■ **ENTRIES SHOWN**
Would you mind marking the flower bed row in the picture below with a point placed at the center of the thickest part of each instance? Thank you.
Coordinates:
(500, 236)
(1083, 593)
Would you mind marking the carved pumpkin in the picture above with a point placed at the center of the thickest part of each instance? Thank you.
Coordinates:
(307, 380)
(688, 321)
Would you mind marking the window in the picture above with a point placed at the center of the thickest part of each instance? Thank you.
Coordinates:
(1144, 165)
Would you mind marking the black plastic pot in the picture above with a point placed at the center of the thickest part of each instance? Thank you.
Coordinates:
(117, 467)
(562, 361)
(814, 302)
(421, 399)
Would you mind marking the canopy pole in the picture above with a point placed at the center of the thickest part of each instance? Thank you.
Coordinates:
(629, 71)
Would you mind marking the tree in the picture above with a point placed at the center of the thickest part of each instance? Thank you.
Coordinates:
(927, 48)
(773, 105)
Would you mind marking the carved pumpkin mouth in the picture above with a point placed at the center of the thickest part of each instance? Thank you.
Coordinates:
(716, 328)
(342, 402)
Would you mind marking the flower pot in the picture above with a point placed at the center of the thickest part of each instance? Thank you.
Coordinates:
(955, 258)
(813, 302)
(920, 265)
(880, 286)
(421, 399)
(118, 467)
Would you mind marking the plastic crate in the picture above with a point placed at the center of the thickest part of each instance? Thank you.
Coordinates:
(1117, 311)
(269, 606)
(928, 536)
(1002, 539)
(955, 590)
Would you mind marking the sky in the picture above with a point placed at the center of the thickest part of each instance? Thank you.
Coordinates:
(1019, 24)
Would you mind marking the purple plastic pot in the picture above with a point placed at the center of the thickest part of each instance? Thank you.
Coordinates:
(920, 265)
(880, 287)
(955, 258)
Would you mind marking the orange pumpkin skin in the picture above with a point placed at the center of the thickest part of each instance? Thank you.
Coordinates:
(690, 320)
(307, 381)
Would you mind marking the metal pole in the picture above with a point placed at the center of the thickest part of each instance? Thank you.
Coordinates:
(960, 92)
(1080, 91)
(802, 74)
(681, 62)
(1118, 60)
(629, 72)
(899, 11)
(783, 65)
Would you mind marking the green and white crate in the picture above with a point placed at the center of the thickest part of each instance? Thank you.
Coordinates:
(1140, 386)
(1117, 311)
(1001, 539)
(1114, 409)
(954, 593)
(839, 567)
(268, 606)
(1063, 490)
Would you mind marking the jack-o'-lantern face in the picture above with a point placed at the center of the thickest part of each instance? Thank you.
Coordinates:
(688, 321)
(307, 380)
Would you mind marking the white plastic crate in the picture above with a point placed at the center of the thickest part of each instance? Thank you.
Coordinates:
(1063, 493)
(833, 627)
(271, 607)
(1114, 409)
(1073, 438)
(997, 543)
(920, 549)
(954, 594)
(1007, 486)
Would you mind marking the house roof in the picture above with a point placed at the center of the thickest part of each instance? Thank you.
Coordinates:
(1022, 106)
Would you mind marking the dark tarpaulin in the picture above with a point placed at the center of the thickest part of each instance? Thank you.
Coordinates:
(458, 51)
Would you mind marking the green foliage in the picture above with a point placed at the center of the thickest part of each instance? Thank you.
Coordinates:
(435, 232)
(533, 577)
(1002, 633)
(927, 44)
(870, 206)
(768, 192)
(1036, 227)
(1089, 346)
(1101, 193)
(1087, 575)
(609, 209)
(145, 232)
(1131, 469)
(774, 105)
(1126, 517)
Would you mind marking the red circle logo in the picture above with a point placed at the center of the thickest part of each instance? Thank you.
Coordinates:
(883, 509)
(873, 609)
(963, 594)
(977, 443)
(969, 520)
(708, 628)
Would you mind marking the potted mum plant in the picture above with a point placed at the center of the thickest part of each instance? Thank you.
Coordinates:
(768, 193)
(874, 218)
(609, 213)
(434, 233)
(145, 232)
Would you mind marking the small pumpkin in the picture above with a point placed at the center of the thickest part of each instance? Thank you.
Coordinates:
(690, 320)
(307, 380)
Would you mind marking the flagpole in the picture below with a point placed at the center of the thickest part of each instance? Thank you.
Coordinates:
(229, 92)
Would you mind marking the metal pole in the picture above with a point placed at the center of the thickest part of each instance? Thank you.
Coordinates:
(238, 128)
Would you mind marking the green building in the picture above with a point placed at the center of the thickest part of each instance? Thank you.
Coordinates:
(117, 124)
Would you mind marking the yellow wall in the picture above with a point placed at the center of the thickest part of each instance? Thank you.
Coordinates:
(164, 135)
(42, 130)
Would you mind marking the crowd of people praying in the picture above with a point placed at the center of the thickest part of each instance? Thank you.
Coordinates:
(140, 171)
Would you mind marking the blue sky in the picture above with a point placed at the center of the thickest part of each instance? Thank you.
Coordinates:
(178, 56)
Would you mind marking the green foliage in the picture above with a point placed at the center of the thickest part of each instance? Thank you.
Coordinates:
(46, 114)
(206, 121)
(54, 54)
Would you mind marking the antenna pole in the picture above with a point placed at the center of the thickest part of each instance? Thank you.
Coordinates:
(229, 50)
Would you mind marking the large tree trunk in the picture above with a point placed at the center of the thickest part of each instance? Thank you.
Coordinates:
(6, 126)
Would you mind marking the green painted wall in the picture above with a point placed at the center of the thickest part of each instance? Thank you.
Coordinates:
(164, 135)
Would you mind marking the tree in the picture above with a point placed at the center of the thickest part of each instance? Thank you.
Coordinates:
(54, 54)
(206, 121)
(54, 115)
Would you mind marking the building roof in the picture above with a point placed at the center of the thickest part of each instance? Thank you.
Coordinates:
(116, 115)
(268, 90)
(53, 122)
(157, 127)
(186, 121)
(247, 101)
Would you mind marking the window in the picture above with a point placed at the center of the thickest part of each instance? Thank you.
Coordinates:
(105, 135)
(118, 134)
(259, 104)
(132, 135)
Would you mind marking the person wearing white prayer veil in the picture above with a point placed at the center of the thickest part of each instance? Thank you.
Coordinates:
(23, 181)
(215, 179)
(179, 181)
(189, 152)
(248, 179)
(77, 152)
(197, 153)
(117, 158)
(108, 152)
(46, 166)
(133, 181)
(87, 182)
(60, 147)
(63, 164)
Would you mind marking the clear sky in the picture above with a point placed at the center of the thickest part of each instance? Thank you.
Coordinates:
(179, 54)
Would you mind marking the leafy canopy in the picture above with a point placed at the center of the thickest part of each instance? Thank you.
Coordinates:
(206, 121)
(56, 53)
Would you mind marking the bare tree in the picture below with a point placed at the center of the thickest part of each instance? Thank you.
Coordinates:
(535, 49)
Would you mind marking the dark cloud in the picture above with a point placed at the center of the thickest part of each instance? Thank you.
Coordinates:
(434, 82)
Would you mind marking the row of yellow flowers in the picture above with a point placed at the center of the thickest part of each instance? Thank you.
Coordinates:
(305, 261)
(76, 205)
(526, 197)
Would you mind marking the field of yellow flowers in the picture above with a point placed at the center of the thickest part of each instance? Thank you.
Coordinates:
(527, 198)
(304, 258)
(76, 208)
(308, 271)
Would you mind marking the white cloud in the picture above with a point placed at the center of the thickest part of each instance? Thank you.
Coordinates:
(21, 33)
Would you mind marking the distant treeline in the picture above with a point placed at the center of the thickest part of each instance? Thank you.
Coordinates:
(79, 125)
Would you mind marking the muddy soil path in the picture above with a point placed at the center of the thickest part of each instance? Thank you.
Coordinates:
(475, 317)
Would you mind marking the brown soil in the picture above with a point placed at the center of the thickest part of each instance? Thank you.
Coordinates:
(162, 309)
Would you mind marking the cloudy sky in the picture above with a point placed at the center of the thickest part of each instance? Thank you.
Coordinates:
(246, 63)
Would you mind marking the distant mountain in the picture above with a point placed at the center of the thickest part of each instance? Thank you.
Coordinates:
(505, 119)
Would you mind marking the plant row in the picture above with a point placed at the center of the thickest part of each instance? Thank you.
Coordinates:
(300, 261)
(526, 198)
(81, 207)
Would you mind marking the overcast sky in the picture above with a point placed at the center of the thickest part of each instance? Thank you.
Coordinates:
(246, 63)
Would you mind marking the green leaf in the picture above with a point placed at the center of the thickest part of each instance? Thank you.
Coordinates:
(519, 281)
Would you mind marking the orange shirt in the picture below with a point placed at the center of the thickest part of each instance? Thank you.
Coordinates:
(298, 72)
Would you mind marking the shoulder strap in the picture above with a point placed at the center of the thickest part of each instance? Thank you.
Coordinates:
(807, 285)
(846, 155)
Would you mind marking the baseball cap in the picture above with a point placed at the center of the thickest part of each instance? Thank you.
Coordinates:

■ **GOAL OF THE EXERCISE**
Copy the items above, starting at the first one and ending at the line that contains "(1083, 593)". Swap "flower bed row" for "herb bed row" and leave everything else unchanged.

■ **RESPONSE TO THIS TASK**
Would you mind marking the herb bed row in the picture below with a point placed at the center of the thickest part of each instance? Thank you.
Coordinates:
(500, 236)
(1083, 593)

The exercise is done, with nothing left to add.